***** Records provided
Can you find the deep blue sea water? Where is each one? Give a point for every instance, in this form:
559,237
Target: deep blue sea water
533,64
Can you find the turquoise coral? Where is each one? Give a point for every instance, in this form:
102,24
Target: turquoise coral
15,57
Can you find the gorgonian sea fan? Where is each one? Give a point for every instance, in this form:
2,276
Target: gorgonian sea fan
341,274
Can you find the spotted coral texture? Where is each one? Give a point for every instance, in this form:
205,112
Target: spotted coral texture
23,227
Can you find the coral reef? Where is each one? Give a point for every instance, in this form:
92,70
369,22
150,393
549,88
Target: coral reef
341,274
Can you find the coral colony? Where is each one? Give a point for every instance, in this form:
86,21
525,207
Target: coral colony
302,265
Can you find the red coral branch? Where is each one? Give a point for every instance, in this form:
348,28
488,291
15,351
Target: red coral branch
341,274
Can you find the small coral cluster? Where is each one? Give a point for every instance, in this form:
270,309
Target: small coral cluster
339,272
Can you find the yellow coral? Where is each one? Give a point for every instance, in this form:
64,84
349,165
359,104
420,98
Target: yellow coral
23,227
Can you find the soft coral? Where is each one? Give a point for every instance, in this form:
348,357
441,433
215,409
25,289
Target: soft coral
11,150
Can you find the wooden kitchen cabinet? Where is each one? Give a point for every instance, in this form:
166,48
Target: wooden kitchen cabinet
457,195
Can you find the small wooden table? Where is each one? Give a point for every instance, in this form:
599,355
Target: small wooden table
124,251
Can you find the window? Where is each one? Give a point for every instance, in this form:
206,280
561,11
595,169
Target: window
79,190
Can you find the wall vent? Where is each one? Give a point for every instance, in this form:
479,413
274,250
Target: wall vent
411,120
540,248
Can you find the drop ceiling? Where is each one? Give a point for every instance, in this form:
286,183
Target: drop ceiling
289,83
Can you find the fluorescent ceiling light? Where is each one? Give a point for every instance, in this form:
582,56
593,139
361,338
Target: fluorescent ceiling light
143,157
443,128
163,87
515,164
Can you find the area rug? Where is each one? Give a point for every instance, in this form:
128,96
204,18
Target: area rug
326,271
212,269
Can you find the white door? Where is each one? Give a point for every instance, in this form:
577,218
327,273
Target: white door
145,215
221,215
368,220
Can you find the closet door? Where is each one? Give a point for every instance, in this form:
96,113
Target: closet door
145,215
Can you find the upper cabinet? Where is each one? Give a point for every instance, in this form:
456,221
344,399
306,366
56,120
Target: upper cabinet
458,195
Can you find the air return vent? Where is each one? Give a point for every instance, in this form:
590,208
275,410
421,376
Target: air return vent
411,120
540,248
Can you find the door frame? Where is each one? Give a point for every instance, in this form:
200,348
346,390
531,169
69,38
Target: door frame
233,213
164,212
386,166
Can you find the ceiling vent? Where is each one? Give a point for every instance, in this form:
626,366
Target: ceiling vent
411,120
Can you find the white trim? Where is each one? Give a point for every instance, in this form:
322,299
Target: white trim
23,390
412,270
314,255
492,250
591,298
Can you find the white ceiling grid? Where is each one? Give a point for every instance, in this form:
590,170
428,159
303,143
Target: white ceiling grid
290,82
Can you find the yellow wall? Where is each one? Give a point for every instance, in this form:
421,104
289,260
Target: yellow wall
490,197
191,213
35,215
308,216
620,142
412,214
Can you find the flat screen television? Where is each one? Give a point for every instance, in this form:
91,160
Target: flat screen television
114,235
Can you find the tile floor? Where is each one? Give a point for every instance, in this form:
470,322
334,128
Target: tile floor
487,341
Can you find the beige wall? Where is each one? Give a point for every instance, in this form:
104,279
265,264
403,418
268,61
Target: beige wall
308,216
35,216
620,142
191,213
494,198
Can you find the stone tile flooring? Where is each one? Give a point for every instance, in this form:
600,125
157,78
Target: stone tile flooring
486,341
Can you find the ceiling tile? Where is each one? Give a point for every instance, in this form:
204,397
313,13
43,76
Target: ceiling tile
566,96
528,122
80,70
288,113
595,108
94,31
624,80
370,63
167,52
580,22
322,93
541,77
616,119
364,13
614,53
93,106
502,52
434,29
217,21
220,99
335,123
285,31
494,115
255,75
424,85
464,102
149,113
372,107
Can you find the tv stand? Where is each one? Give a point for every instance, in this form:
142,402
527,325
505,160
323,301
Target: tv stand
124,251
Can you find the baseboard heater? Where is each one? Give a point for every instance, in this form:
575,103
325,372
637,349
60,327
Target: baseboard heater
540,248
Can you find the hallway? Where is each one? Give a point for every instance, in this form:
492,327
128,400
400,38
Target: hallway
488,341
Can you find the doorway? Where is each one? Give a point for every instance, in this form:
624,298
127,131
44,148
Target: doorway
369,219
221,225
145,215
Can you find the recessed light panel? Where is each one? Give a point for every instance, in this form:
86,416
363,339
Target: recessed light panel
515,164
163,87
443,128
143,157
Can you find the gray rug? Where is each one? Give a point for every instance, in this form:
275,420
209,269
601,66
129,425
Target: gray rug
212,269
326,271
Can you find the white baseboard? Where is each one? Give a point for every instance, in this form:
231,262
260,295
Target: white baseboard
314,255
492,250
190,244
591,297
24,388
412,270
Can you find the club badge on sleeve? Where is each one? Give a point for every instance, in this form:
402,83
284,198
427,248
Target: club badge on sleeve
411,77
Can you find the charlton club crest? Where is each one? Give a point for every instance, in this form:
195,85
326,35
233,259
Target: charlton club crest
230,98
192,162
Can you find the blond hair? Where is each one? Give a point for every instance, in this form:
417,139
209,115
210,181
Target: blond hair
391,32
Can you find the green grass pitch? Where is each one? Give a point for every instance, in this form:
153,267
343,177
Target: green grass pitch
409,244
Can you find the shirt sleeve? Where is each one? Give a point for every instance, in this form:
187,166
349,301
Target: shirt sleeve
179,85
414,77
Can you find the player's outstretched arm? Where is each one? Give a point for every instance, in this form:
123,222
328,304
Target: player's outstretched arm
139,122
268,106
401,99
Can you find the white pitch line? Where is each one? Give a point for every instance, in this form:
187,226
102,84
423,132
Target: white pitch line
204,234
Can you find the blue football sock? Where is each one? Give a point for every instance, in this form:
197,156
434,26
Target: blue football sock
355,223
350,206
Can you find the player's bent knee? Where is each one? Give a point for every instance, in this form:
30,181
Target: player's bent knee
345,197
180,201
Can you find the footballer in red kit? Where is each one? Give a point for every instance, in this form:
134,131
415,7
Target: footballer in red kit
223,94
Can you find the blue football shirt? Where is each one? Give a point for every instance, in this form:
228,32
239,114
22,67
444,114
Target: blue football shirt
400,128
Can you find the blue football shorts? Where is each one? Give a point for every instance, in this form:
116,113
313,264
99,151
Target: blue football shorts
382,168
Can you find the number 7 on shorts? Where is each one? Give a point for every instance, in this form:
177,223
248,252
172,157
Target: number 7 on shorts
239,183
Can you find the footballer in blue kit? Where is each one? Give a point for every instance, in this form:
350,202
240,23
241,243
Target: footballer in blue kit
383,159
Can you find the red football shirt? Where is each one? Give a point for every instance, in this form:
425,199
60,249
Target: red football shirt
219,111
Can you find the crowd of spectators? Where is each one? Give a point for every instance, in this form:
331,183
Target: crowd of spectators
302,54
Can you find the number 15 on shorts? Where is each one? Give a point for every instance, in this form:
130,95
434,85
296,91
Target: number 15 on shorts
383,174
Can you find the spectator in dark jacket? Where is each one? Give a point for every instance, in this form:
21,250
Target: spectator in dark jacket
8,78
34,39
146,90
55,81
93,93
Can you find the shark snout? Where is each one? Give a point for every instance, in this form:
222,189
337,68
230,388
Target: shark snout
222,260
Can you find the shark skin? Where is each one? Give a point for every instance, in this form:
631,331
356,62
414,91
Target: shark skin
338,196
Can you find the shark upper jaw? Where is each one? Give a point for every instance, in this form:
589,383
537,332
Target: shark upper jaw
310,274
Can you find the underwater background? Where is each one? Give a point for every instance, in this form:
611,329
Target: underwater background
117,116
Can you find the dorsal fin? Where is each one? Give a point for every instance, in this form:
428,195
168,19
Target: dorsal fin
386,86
**********
**What you have to do:** Return only the lines running from the line with "Can you find the footballer in red" to the last line of the records, both included, exactly as written.

**Result below:**
Can you find the footballer in red kit? Where is each one? Give a point for every instance, in this form:
134,131
415,7
Target: footballer in red kit
223,94
Can you find the blue football shirt? Where is each one? Give a point for every instance, in this form:
228,32
239,114
22,67
444,114
Target: blue football shirt
400,128
Can you find the blue football shorts? Where is each one? Give a point for every instance, in this form:
116,113
313,264
99,151
Target: blue football shorts
382,168
Can you find the number 7 on shorts? Where is each one? Give a point for every instance, in this form:
177,223
248,252
172,157
Target: number 7 on shorts
239,183
Can you find the footballer in blue kit? Where is each one? Give a point for every instance, in this form:
350,202
240,23
241,243
Target: footballer in blue kit
383,159
Can you find the red football shirt? Where is each one? Give a point for every instance, in this form:
425,199
60,249
Target: red football shirt
219,111
Can you find the crowd of spectators? Where is each one? Give a point for every instance, in this form:
331,183
Target: crowd of spectators
302,54
Can you find the number 15 on shorts? Where is each one? Give a point for every instance, in this form:
130,95
434,85
296,91
Target: number 15 on shorts
383,174
Can you find the spectator in dark jacket? Where is each one? Give a point for every instance, in this form:
21,250
Target: spectator in dark jacket
8,78
34,39
146,90
55,81
93,93
Can you find the shark snout? Where is each one? Give a point for every instance, in this form:
222,189
337,68
230,388
Target: shark snout
222,260
Can you find the shark skin? Where is each one? Give a point for every instance, in this form:
631,331
356,62
414,91
Target: shark skin
338,196
Can you find the shark upper jaw? Where is each one? Give a point for every instance, in this form:
589,383
537,332
Target: shark upper jaw
310,274
Can you find the underwater background? Where is each one? Give a point for every instance, in this form:
611,329
Target: underwater background
117,116
Can you find the dorsal fin? Where is each one? Give a point for every instance, in this form:
428,195
168,19
Target: dorsal fin
386,86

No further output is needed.